Write out the material word for word, from its start through the line with "column 87, row 19", that line included. Leave the pictures out of your answer.

* start *

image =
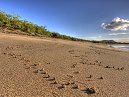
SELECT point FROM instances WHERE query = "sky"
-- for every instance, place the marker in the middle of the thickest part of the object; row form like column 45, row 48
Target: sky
column 86, row 19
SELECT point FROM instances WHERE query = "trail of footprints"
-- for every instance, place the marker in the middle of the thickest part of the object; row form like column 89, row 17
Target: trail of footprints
column 52, row 80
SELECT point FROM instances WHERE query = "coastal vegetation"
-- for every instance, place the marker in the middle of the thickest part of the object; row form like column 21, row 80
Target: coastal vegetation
column 13, row 22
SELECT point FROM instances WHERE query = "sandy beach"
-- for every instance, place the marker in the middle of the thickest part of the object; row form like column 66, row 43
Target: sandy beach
column 35, row 67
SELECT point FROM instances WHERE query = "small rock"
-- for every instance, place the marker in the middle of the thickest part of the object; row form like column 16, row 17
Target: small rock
column 66, row 83
column 76, row 72
column 46, row 76
column 27, row 67
column 42, row 72
column 60, row 86
column 107, row 67
column 35, row 71
column 75, row 86
column 53, row 82
column 51, row 79
column 90, row 91
column 122, row 68
column 101, row 78
column 89, row 76
column 34, row 65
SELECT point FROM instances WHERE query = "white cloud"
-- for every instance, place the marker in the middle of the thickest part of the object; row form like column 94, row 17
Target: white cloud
column 116, row 24
column 115, row 34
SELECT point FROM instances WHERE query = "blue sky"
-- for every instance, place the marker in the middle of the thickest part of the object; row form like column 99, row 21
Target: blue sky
column 87, row 19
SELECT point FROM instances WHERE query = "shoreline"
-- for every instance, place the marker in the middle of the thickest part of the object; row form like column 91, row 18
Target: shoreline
column 53, row 67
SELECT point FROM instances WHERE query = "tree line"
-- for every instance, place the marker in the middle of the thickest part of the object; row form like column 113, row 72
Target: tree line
column 13, row 22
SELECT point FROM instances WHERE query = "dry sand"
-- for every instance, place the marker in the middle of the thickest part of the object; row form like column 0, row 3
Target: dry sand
column 34, row 67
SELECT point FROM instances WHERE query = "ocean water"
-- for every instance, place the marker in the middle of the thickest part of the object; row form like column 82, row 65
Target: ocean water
column 121, row 46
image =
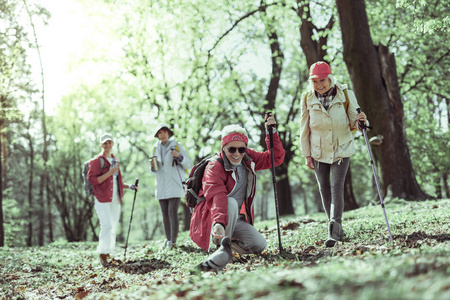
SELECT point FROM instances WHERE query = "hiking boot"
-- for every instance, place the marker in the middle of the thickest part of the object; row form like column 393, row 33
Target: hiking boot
column 104, row 259
column 218, row 260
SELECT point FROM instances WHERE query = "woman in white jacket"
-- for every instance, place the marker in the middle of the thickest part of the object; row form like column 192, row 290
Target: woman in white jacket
column 169, row 162
column 328, row 116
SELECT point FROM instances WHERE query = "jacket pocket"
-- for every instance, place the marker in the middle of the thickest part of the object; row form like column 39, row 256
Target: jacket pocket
column 316, row 146
column 345, row 144
column 315, row 116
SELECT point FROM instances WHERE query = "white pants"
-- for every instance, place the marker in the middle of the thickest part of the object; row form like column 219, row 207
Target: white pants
column 108, row 214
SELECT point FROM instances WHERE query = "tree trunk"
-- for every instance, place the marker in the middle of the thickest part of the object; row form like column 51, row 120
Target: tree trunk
column 30, row 194
column 373, row 73
column 283, row 187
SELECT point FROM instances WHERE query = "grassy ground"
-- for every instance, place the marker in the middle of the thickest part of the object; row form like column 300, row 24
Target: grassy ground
column 415, row 265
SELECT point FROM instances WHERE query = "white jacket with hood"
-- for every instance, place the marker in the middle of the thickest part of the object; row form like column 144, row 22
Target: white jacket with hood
column 169, row 176
column 325, row 135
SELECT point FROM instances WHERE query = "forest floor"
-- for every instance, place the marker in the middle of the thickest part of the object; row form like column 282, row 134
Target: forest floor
column 367, row 265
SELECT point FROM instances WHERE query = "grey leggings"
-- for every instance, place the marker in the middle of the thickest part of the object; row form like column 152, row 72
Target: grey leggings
column 169, row 209
column 332, row 190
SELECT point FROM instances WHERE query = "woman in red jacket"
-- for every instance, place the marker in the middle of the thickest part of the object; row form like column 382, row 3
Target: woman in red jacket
column 108, row 192
column 227, row 214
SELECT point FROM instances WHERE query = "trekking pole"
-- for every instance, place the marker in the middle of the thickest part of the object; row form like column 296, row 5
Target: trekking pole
column 182, row 182
column 363, row 127
column 131, row 219
column 270, row 129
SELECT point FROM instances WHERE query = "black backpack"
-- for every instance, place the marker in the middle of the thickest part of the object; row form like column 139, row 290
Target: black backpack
column 194, row 182
column 87, row 185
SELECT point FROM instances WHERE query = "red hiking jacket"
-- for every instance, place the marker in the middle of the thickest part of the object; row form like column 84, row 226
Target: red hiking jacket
column 218, row 181
column 103, row 191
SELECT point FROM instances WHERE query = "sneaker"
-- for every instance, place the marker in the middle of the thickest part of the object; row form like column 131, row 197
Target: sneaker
column 218, row 260
column 330, row 242
column 104, row 259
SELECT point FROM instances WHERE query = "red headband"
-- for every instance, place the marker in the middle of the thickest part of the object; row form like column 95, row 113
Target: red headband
column 234, row 136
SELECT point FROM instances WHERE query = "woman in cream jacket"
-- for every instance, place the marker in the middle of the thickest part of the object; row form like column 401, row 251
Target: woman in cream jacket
column 327, row 121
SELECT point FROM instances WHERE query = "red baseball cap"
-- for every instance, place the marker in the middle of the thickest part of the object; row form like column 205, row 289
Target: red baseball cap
column 319, row 70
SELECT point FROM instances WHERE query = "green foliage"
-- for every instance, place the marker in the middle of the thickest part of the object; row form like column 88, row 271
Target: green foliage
column 366, row 266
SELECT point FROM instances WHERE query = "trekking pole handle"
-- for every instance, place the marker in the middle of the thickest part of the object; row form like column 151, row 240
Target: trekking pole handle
column 268, row 114
column 270, row 129
column 361, row 123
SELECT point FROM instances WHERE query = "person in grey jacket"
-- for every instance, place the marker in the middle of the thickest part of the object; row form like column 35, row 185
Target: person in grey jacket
column 328, row 117
column 169, row 162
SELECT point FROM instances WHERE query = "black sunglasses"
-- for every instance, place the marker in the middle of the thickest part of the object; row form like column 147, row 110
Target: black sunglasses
column 233, row 149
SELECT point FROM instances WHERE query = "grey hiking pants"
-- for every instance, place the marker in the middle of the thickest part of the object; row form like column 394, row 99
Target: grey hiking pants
column 169, row 209
column 332, row 190
column 245, row 239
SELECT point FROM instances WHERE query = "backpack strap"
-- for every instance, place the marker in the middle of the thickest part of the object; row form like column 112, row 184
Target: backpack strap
column 347, row 102
column 102, row 163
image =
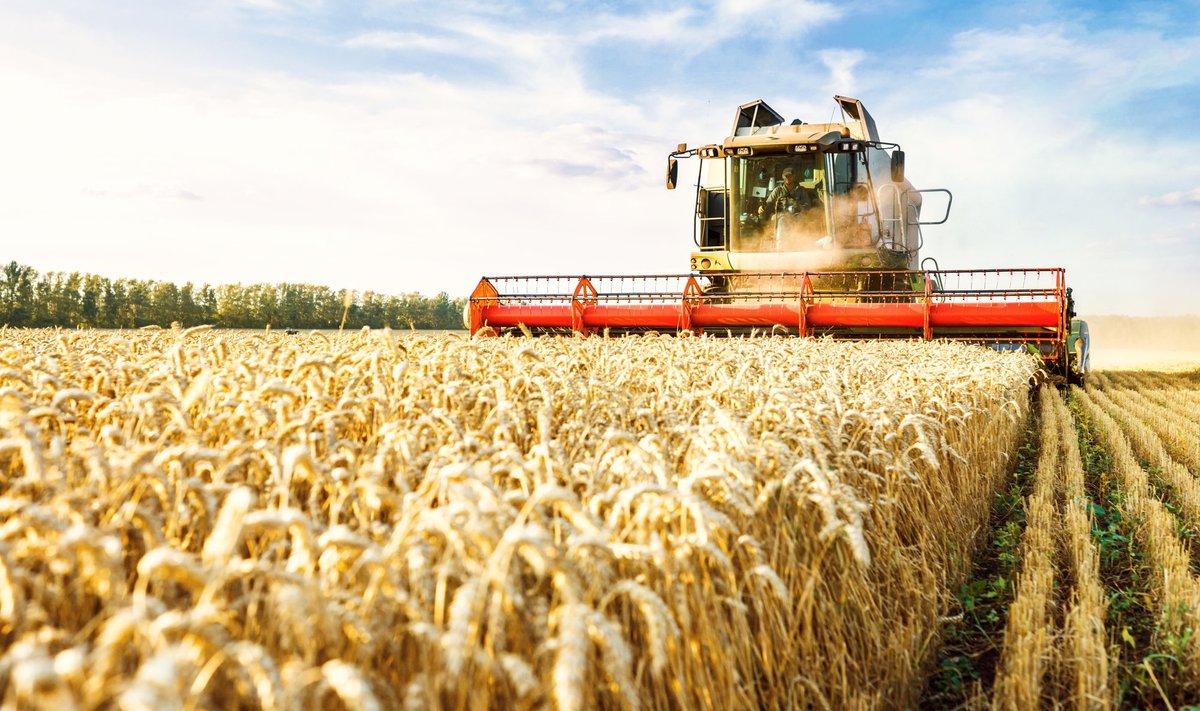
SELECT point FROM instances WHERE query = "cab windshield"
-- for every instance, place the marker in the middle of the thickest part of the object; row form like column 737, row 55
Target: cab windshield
column 799, row 202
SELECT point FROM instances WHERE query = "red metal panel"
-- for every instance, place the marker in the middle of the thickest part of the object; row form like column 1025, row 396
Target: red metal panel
column 868, row 315
column 634, row 316
column 745, row 315
column 1011, row 314
column 540, row 316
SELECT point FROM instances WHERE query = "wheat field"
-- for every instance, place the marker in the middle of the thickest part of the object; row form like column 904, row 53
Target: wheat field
column 195, row 519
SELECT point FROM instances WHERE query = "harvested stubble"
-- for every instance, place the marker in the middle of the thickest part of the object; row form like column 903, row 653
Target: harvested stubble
column 249, row 520
column 1029, row 634
column 1176, row 591
column 1055, row 645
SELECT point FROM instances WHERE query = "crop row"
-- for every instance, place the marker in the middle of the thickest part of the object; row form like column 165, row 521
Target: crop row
column 257, row 521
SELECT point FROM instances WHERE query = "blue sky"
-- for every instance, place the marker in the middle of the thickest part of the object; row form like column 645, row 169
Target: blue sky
column 396, row 145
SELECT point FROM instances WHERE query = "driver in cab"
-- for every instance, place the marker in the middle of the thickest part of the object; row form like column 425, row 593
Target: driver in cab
column 790, row 197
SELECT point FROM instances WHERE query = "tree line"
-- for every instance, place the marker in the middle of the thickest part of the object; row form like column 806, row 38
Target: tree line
column 72, row 300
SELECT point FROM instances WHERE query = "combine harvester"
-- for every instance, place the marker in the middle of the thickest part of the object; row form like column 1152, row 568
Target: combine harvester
column 808, row 229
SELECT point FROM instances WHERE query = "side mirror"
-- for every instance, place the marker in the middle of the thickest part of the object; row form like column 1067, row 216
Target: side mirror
column 898, row 166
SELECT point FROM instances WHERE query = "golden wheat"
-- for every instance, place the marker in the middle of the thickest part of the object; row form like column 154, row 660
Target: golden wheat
column 226, row 520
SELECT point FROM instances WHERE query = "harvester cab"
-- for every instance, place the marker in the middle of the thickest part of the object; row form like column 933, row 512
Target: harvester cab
column 805, row 229
column 783, row 196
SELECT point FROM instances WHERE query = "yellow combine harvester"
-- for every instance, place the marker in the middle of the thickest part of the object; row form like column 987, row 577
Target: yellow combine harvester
column 810, row 229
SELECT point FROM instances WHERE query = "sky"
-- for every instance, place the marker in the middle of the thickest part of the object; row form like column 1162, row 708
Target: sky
column 402, row 147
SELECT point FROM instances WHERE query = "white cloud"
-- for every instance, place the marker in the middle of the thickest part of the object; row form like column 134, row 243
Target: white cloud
column 841, row 64
column 402, row 41
column 1187, row 197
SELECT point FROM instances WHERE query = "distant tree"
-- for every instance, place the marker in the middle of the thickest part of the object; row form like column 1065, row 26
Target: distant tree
column 85, row 299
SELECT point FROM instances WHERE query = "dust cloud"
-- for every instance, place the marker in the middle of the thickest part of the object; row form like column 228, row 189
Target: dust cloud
column 1134, row 342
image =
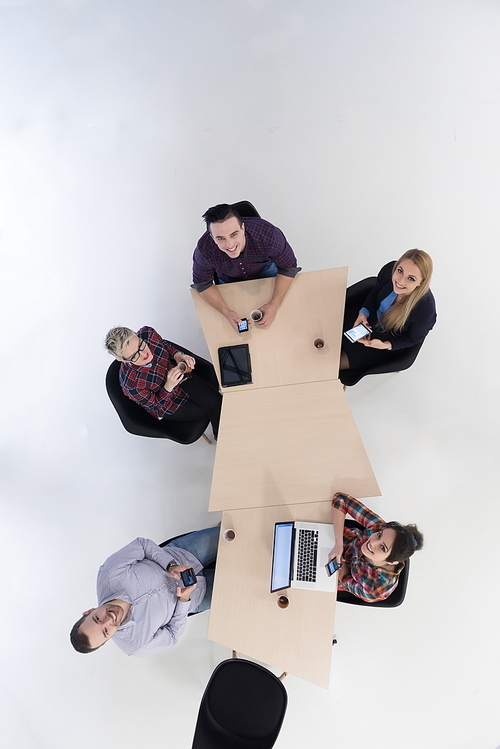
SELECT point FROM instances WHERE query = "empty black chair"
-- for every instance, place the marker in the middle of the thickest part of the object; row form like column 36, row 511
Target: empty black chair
column 397, row 362
column 397, row 596
column 245, row 209
column 243, row 707
column 137, row 420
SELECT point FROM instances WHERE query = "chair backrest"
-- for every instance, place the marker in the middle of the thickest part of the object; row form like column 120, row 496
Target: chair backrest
column 134, row 417
column 246, row 209
column 244, row 705
column 398, row 594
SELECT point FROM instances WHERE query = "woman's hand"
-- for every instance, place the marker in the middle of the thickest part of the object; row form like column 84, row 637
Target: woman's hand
column 336, row 552
column 174, row 378
column 361, row 318
column 176, row 569
column 375, row 343
column 190, row 360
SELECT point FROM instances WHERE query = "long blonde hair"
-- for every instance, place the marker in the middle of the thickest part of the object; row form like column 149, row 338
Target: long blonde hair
column 395, row 317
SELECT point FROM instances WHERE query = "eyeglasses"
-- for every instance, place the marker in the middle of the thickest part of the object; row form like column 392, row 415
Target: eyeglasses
column 134, row 358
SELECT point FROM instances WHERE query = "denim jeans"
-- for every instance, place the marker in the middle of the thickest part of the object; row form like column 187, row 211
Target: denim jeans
column 203, row 545
column 268, row 271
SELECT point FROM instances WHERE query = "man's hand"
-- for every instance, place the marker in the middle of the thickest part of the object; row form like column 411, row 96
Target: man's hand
column 190, row 360
column 361, row 318
column 174, row 378
column 184, row 594
column 375, row 343
column 232, row 318
column 268, row 313
column 176, row 569
column 336, row 552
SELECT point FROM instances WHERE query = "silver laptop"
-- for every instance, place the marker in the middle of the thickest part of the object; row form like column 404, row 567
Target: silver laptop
column 300, row 552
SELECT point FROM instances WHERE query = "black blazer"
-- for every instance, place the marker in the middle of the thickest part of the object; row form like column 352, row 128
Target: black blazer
column 422, row 317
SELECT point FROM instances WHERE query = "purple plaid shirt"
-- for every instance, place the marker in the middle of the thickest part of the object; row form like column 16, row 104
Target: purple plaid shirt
column 264, row 243
column 364, row 579
column 144, row 385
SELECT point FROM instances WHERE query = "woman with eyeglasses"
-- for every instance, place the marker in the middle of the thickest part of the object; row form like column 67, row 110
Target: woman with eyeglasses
column 166, row 382
column 400, row 310
column 371, row 558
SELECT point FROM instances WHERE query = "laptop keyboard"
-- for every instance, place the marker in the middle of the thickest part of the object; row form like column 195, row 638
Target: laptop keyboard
column 307, row 555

* end *

§ **Final result**
image =
SELECT point FROM instances WHERE query = "sky"
-- for every instance, place the marker in the middle of the thickest part of the object; row form like column 45, row 48
Target: sky
column 86, row 19
SELECT point FROM instances WHERE query = "trail of footprints"
-- for every instance, place the marker in the middle of the thickest part of the object; row form like column 89, row 17
Target: trail of footprints
column 52, row 80
SELECT point FROM instances WHERE query = "coastal vegetation"
-- for every instance, place the marker in the middle of the thickest part of the object; row form like column 21, row 80
Target: coastal vegetation
column 13, row 22
SELECT point FROM instances WHERE query = "sandy beach"
-- for every instance, place the marker in the middle of the thickest part of the object; row form like column 66, row 43
Target: sandy beach
column 35, row 67
SELECT point FROM instances WHERE query = "small rock"
-- for every instance, place the marker in the middle of the thickest part of the object; row form like column 16, row 17
Target: small rock
column 66, row 83
column 76, row 72
column 46, row 76
column 27, row 67
column 42, row 72
column 60, row 86
column 107, row 67
column 35, row 71
column 75, row 86
column 53, row 82
column 51, row 79
column 90, row 91
column 122, row 68
column 101, row 78
column 89, row 76
column 34, row 65
SELECT point FROM instances WHERE query = "white cloud"
-- for every instance, place the marker in the middle of the thickest part of the object; row form like column 94, row 17
Target: white cloud
column 116, row 24
column 115, row 34
SELECT point FROM instances WHERE query = "blue sky"
-- for every instance, place the marker in the middle of the thickest part of the object; row form like column 99, row 21
Target: blue sky
column 87, row 19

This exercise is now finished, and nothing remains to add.